Dataset rows

%%

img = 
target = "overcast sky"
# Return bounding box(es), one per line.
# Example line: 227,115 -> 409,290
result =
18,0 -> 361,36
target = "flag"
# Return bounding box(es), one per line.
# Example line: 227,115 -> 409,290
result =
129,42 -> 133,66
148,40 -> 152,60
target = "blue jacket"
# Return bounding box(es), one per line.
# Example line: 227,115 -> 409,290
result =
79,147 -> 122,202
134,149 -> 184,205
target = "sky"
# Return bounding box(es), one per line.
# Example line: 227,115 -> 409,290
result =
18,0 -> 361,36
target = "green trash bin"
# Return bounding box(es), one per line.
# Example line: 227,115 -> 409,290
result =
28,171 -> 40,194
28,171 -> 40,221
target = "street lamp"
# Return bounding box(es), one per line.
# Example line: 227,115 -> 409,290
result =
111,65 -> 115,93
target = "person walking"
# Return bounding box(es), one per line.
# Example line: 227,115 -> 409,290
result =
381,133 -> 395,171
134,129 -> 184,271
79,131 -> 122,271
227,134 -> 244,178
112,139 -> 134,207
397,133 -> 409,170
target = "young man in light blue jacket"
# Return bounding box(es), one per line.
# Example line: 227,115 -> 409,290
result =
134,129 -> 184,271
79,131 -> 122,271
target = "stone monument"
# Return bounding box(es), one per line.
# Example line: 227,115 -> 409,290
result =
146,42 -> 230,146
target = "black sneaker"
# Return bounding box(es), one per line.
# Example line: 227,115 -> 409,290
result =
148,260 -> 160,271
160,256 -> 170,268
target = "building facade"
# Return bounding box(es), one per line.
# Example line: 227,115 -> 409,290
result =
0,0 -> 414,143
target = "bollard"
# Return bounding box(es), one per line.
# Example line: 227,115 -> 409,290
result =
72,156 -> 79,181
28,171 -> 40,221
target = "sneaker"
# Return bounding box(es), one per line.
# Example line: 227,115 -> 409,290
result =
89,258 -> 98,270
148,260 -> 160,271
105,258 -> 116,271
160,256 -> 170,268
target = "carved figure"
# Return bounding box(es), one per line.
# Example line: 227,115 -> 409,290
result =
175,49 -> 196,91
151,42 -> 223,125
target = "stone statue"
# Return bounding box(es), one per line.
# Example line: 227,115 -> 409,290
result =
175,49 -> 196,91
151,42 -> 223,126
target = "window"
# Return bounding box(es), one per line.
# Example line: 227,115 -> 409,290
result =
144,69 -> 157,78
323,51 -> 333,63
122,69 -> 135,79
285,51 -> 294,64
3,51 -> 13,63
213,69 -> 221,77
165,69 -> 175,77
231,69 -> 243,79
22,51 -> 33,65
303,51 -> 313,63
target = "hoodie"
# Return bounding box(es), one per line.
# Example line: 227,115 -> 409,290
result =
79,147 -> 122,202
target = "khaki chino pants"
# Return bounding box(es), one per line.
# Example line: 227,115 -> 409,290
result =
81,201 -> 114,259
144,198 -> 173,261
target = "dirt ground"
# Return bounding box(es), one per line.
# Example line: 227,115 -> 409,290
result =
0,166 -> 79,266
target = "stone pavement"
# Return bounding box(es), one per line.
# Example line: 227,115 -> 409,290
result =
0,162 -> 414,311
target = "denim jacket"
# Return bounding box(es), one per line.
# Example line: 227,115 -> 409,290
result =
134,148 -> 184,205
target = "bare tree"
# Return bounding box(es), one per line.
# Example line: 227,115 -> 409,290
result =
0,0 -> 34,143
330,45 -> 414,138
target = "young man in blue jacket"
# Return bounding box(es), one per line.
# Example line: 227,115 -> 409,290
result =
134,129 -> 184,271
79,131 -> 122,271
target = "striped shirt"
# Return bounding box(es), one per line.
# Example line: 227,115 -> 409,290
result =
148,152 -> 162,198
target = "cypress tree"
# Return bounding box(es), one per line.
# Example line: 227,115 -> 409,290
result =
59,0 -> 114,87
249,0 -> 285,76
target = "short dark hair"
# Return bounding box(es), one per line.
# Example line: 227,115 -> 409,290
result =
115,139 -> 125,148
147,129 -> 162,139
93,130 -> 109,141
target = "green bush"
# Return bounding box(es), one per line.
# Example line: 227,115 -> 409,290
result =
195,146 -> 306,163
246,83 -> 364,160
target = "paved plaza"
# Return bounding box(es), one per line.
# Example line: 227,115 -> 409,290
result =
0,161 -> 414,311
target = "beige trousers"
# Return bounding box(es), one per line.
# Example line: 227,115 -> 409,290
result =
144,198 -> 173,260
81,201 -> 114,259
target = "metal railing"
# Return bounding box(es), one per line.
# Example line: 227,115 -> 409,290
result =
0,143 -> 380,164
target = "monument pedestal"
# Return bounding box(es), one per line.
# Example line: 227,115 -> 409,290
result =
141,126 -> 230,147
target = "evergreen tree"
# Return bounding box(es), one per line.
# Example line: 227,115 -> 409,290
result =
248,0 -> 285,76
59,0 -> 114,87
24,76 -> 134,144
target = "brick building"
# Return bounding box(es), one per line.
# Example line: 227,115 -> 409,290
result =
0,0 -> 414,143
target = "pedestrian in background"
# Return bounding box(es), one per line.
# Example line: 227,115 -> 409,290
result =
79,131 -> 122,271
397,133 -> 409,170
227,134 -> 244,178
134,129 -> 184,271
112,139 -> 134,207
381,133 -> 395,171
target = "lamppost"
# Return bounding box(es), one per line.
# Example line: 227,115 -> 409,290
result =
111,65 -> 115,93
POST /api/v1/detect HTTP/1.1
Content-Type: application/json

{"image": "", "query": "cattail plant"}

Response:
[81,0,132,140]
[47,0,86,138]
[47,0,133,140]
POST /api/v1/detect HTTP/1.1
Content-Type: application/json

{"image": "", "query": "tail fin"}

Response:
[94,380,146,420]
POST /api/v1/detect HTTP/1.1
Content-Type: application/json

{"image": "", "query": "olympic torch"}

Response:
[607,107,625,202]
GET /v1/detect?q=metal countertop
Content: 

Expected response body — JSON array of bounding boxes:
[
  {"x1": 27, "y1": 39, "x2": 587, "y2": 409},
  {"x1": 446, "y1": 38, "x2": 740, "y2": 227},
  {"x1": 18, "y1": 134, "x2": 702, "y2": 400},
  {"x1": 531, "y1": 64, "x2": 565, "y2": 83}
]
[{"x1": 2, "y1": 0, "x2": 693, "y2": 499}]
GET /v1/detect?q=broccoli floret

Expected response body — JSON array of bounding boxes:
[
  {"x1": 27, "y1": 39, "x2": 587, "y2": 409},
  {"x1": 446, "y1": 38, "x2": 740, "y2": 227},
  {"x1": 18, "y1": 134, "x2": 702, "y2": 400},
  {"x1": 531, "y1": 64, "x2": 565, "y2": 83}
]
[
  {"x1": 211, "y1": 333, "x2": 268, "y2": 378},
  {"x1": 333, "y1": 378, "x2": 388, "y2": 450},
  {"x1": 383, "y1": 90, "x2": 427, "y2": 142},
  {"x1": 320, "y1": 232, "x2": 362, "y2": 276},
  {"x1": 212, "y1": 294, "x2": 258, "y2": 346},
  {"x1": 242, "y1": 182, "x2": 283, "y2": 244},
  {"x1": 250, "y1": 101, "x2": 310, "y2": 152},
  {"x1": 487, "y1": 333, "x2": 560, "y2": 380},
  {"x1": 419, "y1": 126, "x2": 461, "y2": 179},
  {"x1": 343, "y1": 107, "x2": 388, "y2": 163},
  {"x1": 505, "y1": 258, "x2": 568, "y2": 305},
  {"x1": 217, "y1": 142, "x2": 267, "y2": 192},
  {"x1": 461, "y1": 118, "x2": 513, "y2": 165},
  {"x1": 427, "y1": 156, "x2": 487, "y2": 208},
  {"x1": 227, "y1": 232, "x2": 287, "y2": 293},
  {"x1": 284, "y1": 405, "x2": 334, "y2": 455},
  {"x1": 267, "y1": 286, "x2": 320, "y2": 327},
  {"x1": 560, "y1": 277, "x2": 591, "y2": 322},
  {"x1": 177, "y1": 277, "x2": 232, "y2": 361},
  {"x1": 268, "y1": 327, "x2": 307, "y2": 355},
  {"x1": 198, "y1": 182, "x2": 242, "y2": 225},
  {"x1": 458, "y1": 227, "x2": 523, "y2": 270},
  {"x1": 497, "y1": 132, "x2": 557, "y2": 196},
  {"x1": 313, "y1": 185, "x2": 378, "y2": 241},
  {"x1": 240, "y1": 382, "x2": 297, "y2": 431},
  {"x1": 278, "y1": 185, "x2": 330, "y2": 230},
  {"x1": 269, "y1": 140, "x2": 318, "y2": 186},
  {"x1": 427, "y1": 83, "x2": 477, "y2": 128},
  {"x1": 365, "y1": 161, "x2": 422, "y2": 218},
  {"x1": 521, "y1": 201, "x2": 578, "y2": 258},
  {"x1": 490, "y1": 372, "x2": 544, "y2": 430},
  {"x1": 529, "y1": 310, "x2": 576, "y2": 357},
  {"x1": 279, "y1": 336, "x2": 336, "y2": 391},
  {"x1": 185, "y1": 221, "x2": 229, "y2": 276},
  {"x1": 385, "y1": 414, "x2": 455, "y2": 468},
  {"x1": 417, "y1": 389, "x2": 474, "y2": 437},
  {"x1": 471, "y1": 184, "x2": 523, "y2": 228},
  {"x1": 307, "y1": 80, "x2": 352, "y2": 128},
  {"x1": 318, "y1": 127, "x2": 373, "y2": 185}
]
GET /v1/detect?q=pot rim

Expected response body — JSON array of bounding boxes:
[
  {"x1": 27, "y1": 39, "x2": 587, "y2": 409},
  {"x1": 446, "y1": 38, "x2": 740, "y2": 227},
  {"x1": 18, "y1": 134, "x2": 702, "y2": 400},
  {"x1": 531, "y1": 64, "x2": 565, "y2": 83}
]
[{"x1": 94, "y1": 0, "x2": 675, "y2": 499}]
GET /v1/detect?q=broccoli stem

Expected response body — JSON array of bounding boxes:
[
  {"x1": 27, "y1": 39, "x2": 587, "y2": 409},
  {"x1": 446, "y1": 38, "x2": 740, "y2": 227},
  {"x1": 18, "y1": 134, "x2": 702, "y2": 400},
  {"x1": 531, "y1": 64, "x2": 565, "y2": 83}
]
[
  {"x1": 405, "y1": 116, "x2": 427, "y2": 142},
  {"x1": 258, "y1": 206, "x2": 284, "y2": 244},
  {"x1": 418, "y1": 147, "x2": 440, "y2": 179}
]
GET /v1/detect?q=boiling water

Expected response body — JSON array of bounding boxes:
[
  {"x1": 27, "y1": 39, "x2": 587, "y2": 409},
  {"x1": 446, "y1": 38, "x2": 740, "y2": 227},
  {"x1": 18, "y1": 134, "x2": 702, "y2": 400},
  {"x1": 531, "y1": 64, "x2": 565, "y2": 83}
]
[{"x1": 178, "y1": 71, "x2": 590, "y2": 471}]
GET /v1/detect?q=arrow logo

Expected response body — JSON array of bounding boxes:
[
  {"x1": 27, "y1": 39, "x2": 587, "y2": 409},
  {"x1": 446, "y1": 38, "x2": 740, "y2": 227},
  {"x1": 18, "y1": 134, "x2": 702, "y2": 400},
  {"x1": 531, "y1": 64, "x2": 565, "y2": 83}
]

%%

CHALLENGE | Gather every line of the entries above that contains the word "stone", and copy each one out in full.

SOLUTION TO THIS TASK |
target = "stone monument"
target = "stone statue"
target = "stone pavement"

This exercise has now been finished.